--- start Data ---

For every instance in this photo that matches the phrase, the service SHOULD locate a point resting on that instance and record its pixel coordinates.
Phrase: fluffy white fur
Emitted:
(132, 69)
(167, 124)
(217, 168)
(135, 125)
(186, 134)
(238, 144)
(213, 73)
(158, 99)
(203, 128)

--- end Data ---

What you will do - Please retype all of the records above line for line, with no changes to wording, numbers, or punctuation.

Task response -
For every instance in this photo that matches the phrase, the service SHOULD locate a point resting on that instance and record its pixel coordinates.
Phrase: fluffy white fur
Emitted:
(132, 69)
(167, 124)
(217, 168)
(135, 125)
(186, 134)
(238, 144)
(213, 73)
(158, 99)
(203, 128)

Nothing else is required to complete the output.